(Coordinate annotation records)
##############################
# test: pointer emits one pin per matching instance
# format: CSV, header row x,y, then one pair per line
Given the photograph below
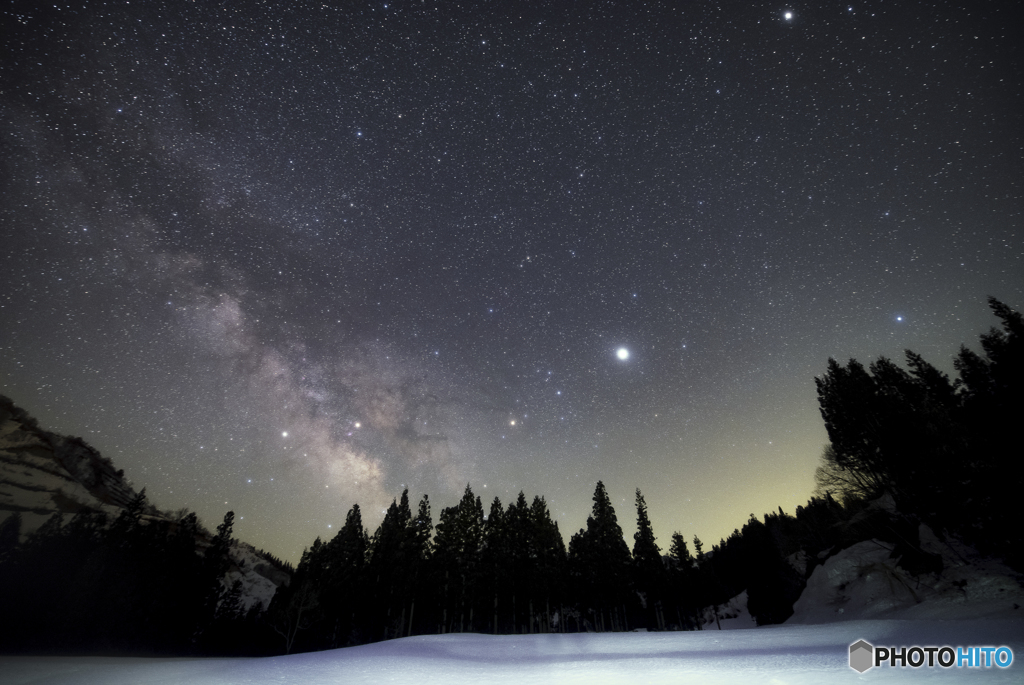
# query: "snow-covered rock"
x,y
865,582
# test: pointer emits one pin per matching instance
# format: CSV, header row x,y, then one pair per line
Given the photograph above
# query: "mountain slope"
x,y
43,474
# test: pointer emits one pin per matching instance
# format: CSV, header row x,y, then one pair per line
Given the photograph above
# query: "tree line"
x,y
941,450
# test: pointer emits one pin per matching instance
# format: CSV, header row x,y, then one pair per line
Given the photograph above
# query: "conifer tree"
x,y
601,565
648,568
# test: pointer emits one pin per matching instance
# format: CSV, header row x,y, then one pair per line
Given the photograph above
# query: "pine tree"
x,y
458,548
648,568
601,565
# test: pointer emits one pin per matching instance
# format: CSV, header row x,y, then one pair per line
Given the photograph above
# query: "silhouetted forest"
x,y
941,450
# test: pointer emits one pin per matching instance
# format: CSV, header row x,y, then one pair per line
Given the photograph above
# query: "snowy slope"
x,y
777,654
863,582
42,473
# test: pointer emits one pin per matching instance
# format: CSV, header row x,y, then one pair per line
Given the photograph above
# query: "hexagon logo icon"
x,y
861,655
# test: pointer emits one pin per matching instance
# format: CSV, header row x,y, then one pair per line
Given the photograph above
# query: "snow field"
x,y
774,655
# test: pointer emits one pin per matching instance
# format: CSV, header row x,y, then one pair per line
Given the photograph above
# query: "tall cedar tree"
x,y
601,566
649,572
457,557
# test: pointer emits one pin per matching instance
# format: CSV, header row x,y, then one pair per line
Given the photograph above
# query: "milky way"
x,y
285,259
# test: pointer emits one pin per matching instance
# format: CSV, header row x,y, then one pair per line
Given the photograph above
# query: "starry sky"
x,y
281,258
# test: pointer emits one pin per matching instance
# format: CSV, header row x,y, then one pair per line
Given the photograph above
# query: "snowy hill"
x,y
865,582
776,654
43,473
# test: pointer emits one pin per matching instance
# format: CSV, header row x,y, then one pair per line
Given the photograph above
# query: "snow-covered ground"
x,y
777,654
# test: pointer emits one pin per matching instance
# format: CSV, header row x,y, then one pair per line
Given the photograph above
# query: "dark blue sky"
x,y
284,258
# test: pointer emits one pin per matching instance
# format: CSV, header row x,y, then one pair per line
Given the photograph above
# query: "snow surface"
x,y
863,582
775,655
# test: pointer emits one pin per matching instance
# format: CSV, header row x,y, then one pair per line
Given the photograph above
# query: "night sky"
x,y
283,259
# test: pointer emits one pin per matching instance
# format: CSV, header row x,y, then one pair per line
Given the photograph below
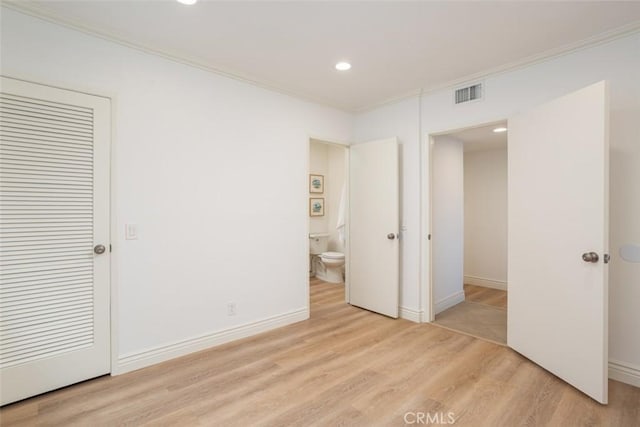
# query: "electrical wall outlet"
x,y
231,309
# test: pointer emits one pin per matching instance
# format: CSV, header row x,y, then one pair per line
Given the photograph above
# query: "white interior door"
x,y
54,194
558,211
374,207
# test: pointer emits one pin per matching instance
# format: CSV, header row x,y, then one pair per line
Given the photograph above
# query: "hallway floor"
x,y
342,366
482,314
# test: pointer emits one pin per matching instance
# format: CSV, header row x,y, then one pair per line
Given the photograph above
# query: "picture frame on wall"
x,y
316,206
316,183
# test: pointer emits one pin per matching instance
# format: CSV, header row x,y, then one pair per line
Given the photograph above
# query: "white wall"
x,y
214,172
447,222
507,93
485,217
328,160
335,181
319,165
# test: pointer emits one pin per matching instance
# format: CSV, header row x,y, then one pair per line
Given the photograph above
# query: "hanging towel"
##############################
Directions
Write out all the entries word for word, but skip any images.

Worked answer
# test: pointer emits one pin per matching instance
# format: CSV, header row x,y, then one pair per line
Given the photograph below
# query: "snow-covered rock"
x,y
865,582
# test: pointer emits one pin per matching instance
# format: CSV, header row x,y, then one pair per line
Given the photograph above
# query: "mountain slope"
x,y
43,474
# test: pointer emits one pin per matching instance
# format: CSV, header row x,y, then one pair per line
Given the photograph above
# query: "tree line"
x,y
941,450
# test: pointer emits one pin per matching instance
# format: CSV, header row x,y, then one pair per line
Given the photograph above
# query: "conifer tree"
x,y
601,565
648,568
# test: pointer emits one pin per matching instance
# format: CSV, header row x,y, then one pair per line
Given the photograph above
# query: "pine tree"
x,y
458,548
648,568
601,565
# test: pointer emits one pin per matching instance
# format: CSV, header row x,y, then one pair per line
Given the photograph above
# query: "silhouetted forest"
x,y
941,450
# test: pointer emits one pin per matching instance
# format: CSV, header row x,y, then one pair per line
Given the photograph above
# query: "snowy slope"
x,y
777,654
863,582
42,473
# test: pointer emits one pin per matching instance
# format: CSV, header row x,y, then one pair per line
Given the photograph above
# query: "hexagon logo icon"
x,y
861,655
# test: pointer emits one pin per matching instance
# format: CSV, header row x,y, then one pair per line
Given the photograph above
# query: "snow field"
x,y
774,655
# test: pointer emits one pin per matching instance
# format: CSV, header row x,y, then one pair per line
Given the photograph above
# query: "tall cedar tree"
x,y
601,566
649,572
457,557
# test: pointer emits one pin per matching instance
# format: CSV, header row x,y, then one pair per line
Given the photograph above
# query: "milky way"
x,y
285,259
# test: pointer emits one pin per matching instance
# format: CSV, header row x,y, then one pair per line
Given the photograph above
# query: "starry sky"
x,y
281,258
# test: pointer emits one pin per matching instance
# format: CSV, header row x,y, then one pair per line
Given the photograph above
# query: "snowy hill"
x,y
865,582
776,654
43,473
# test: pointer emits one pin per matching instance
# format: CSV, header row x,y, then one pair per line
Given the photograph above
# query: "snow-covered ground"
x,y
777,654
# test: pointer emits one pin per matching instance
# format: CSV, header row x,y, then one pair per line
Given the photograph above
# query: "dark blue sky"
x,y
284,258
# test: pointer emits one pin per matching instance
# format: CSV, header row x,y, then one pair per line
Given the photograph above
# query: "snow surface"
x,y
863,582
775,655
# test: pointer emits one pin per matching instance
# format: CSV, header row x,y, then one pair per line
Given the photograph above
# query: "night sky"
x,y
283,259
# test: pointer emits one pin per matching instance
# format: CSV, header row x,y, then one pair per line
Given the photograph below
# query: "electrical wall outlet"
x,y
231,309
# test: pointer emits one pin per matching instance
# format: CSV, header row x,y, then one pair per line
Given the photograph above
# query: "white interior door"
x,y
54,194
558,211
374,207
# test: pointer emits one pin per matching instance
# format: CSV, header row x,y, then one pair per line
Given the photograph above
# query: "hallway floor"
x,y
342,366
482,314
# test: pointer emits one pin per matching instance
# format: CSV, header row x,y, then one pair per line
Given the photograph above
# query: "picture frame on wall"
x,y
316,206
316,183
# test: pointer emits one pin per matching instance
# format: CSV, header row x,y, then one pair per line
Given the photograph above
# query: "white wall"
x,y
214,172
447,222
507,93
485,217
328,160
335,181
319,165
# test: pointer emits one pin per matching instance
# format: CSV, header row x,y, then one pair per line
Given the photograph above
# query: "hanging towel"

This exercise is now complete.